───── Material to process
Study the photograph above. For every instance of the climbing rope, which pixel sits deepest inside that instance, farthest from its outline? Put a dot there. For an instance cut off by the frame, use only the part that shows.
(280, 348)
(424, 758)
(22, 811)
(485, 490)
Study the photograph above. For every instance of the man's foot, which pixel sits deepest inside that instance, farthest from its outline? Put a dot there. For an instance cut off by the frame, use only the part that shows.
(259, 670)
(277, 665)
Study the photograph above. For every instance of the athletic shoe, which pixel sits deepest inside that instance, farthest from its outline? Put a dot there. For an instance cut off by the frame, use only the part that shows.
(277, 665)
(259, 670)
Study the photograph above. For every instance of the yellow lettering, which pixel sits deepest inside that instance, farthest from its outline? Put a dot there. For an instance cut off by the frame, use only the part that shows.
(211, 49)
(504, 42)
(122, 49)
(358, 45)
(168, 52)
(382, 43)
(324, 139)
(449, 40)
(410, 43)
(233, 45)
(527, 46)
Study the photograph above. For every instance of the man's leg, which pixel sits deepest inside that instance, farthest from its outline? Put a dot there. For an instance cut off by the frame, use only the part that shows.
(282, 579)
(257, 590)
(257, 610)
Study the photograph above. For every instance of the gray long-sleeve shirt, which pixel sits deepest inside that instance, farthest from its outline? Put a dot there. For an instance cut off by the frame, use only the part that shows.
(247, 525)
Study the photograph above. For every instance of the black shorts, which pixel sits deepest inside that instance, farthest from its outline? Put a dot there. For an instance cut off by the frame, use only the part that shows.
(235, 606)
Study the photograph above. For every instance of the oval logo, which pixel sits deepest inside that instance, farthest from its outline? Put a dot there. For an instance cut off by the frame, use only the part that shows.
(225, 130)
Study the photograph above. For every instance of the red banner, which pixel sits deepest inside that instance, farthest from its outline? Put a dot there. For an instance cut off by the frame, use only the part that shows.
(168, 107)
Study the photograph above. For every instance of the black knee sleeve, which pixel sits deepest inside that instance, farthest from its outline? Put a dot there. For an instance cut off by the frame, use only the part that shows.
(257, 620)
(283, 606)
──────────
## Problem
Return all of the records above verbatim, with no changes to any line.

## Written solution
Study the photograph above. For every instance of the climbing rope, which pixel sits deepest inside that instance, farthest from its outline? Put a dot there. For an instance cut off by the frame, use only the part that shows.
(280, 348)
(424, 758)
(22, 811)
(485, 490)
Study the photograph above. For every instance of the man's foot, which pixel sits deepest inside that instance, farthest from its outline? Put a dot there. For an instance cut off by the frame, use only the part that shows.
(259, 670)
(277, 665)
Study the photograph above. For every instance of the athletic shoe, which pixel sits deepest inside that instance, farthest from its outline? Put a dot there. For an instance cut off by the frame, use only the part that shows.
(277, 665)
(259, 670)
Study the photograph above. For every instance of the yellow lettering, which pixel sits deepest inside that instance, farthest from its outline? Put a dot there. For an instance cut off by the frame, use only the part that shows.
(211, 49)
(504, 42)
(122, 49)
(358, 45)
(168, 52)
(382, 43)
(324, 139)
(449, 40)
(410, 43)
(233, 45)
(527, 46)
Study the photograph above. For every instance of the man's leg, which pixel sits deepest inside that instance, farthest from its outline? Put a dot there. For an instance cut off by the frame, use only the part that shows.
(282, 579)
(257, 590)
(257, 610)
Study the photograph above. For every instance of the gray long-sleeve shirt, which pixel sits deepest inside that instance, farthest from its outline? Put a dot there. For an instance cut off by the frame, use only the part that shows.
(247, 525)
Study the photograph above. For every instance of the black shorts, which pixel sits deepest inside that instance, farthest from its outline? Put a dot there. For an instance cut off by the frame, use only the part that shows.
(235, 606)
Study the photograph above. For every instance of the oval logo, which pixel sits deepest inside that instance, farthest from its outline? Put a dot there. For an instance cut off by the frame, use only the part that shows.
(225, 130)
Study the photograph above. For every instance of the red banner, which pixel sits deepest inside that instance, farthest from its outline? Put a dot there. For an instance cut off by the frame, use only the part that shows.
(168, 107)
Study the photograph above. For every instance of the black knee sleeve, which pixel sits deepest inside that instance, farthest from its outline? Put a dot there. For an instance cut off by the frame, use only the part that shows.
(257, 620)
(283, 606)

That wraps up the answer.